begin
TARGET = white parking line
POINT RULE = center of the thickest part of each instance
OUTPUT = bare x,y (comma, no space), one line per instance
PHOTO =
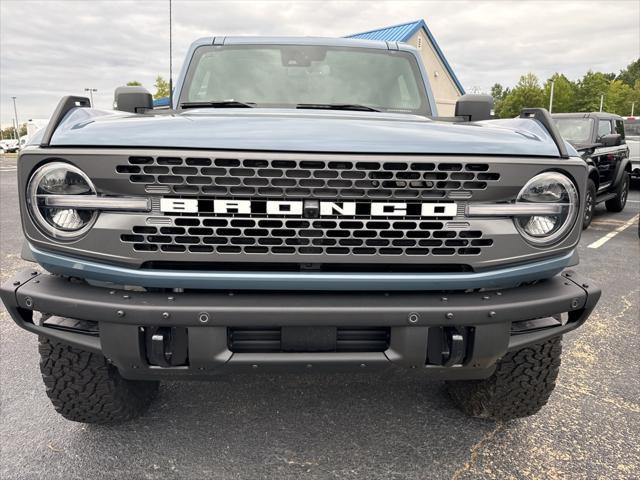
598,243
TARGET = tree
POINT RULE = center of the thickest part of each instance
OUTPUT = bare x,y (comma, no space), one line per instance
618,97
526,94
563,93
162,87
631,74
588,92
498,92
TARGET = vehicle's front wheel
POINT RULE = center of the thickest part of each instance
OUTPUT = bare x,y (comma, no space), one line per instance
589,204
520,386
84,387
617,203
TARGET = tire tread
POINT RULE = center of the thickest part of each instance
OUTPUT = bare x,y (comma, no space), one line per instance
520,386
84,387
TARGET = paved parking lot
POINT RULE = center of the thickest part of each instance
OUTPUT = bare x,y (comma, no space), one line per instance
347,426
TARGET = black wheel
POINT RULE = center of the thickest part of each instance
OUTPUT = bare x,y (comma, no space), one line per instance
589,204
520,386
617,203
84,387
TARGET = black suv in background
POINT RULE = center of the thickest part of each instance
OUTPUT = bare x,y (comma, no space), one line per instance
599,139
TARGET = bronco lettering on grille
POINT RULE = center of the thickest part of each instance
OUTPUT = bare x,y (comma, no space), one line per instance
297,207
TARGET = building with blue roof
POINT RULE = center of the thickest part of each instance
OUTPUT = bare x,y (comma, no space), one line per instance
444,82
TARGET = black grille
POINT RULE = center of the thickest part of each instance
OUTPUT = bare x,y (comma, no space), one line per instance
268,340
306,237
306,178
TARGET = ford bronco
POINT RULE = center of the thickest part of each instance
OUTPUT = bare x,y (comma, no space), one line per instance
599,138
300,207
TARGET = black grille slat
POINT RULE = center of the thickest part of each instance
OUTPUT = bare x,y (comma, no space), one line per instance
268,340
245,340
362,339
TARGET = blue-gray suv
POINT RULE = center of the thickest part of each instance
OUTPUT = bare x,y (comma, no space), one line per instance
298,207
end
#### [THE REQUEST]
Copy the records character for character, starting at the line that contains "TARGET = black wheel" and continuing through the last line of the records.

#### [FINISHED ANSWER]
TARGET = black wheel
POINT RULE = center of the thickest part of each instance
OUTPUT = bare x,y (comma, no space), one line per instance
589,204
520,386
617,203
84,387
TARGET = black suv in background
POINT RULE = center of the thickest part of each instance
OUTPUT = bare x,y (comma, no space), one line per instance
599,139
TARGET = bronco lettering on grille
POINT RULE = center of the thickest part of each instance
OUTPUT = bare x,y (comma, no space), one line per instance
297,207
TARGET = building with blue roof
POINT RULE = center of the thickest part of each instance
OUTPUT = bare x,y (comma, no space), one line per instance
444,82
TARGET = black grille
POINT RULE = center of the thickest part of each instance
OUTPUT = bare x,y (comma, no space), one line per instance
268,340
306,237
306,178
TARGET = ford bronco
POINT RULE = center of the thickest part of each instance
OUTPUT = bare x,y (comma, no space), one line per instance
599,138
300,207
TARGET = black grille slat
POINT RULE = center of the thickest part of each instance
OUTPUT = bare x,y (comma, no space), one line per instance
268,340
245,340
362,339
TARGET = blue-gray suv
POINT RULE = center of the thickest part of each instance
OUTPUT = bare x,y (comma, no space), one line per instance
298,207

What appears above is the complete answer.